■ Instructions for the task ■
Copy out the material starting with the line containing "If you could mark the upper" and going on through the line containing "(1451, 251)", shifting every coordinate in the answers by adding 102 and leaving everything else in those lines unchanged.

■ Coordinate annotation entries ■
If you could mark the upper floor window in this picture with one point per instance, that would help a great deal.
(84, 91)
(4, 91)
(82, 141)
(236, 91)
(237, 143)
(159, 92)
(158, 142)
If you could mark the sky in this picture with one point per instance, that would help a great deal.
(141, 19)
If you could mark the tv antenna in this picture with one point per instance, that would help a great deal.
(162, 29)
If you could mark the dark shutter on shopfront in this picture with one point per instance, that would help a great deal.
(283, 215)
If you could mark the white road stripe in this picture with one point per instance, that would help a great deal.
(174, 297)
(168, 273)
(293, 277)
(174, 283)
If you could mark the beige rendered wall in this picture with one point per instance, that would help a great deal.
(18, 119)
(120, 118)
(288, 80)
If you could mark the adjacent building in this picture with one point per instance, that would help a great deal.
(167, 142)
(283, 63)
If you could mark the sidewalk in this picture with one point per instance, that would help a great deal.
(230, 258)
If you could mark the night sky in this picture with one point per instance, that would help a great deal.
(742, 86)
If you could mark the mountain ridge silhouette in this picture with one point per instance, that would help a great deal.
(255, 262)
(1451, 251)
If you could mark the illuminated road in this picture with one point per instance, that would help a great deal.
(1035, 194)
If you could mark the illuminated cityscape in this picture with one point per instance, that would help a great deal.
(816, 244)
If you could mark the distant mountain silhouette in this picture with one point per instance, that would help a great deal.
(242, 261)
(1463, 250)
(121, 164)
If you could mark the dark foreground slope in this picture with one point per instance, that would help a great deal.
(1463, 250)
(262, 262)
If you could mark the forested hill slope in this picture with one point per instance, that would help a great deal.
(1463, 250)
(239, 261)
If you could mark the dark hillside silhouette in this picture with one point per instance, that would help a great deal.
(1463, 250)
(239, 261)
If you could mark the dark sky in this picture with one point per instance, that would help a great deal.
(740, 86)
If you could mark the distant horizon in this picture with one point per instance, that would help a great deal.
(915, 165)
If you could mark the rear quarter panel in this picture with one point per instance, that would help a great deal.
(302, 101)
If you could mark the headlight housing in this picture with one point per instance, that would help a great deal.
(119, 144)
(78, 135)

--

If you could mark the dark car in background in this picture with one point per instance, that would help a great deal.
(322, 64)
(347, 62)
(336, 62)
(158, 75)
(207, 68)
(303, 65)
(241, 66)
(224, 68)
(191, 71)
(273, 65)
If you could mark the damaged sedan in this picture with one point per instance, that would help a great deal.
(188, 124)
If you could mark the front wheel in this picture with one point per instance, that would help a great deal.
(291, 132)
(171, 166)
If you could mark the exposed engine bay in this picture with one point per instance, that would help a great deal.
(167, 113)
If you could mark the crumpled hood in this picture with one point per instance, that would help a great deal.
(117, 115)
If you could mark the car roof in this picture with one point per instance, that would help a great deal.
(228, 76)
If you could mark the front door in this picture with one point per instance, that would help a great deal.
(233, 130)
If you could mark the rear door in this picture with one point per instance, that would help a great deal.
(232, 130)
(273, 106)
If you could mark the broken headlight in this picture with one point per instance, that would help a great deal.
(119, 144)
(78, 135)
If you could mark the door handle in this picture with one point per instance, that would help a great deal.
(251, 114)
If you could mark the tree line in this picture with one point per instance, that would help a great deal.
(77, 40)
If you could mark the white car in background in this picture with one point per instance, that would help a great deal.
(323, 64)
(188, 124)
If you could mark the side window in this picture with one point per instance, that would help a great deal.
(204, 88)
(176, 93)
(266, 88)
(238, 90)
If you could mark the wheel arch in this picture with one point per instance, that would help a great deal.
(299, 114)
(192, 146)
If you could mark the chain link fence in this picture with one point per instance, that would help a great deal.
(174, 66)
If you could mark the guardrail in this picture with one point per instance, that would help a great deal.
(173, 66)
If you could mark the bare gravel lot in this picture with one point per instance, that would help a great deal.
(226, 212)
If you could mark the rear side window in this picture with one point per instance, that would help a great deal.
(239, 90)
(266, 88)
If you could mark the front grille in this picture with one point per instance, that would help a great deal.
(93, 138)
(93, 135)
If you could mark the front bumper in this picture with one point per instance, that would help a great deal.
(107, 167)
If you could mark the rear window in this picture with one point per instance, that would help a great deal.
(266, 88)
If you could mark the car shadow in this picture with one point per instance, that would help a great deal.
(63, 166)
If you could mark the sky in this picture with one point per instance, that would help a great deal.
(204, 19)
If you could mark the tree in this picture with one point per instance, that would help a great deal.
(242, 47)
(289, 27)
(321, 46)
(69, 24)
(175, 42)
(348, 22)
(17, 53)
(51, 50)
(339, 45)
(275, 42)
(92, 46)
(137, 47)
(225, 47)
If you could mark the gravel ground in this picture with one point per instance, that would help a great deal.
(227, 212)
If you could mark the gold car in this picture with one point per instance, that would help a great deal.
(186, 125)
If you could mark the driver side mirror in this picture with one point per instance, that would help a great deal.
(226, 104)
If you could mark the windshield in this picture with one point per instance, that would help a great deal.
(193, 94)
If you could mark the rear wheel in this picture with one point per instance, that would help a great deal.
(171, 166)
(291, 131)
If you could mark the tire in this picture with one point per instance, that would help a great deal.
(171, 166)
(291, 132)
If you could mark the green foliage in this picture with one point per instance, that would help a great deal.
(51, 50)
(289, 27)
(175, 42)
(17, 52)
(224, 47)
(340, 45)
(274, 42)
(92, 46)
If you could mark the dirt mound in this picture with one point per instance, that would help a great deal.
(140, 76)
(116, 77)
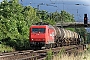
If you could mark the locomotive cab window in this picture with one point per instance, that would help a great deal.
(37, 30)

■ Output of the task ■
If you could mark the upper floor window in this picture with one point per instance, that would help a great deal.
(186, 193)
(106, 193)
(184, 243)
(338, 193)
(339, 245)
(261, 194)
(260, 244)
If you could mark the sky in this picture with one point per instance, that would help a great deal.
(243, 121)
If you could mark the tv antenna in this picture with one point per instance, that would help a great deal.
(264, 131)
If you could mark the dark shutter on shopfront in this picture with one point per instance, that would help a great deal.
(385, 317)
If you could mark the white road stripe in this picture with one point per instance, that would help a great deal.
(276, 399)
(270, 375)
(395, 379)
(276, 385)
If you could mark the beige rendered wall in this picture with one point per instance, that would help a great deal.
(120, 221)
(222, 220)
(390, 182)
If you could mark the adjacent building in this picture with one point per instance, that would help a great deal.
(269, 244)
(385, 165)
If you could mark the sidewalk in this picture with one point per instance, that would help a great deal.
(332, 360)
If you could mark the night sky in this picture with one point per instance, that would help a great deal.
(844, 188)
If you could mark the mountain ridge silhouette in this picture with one point per instance, that would help a great deal.
(357, 364)
(1553, 353)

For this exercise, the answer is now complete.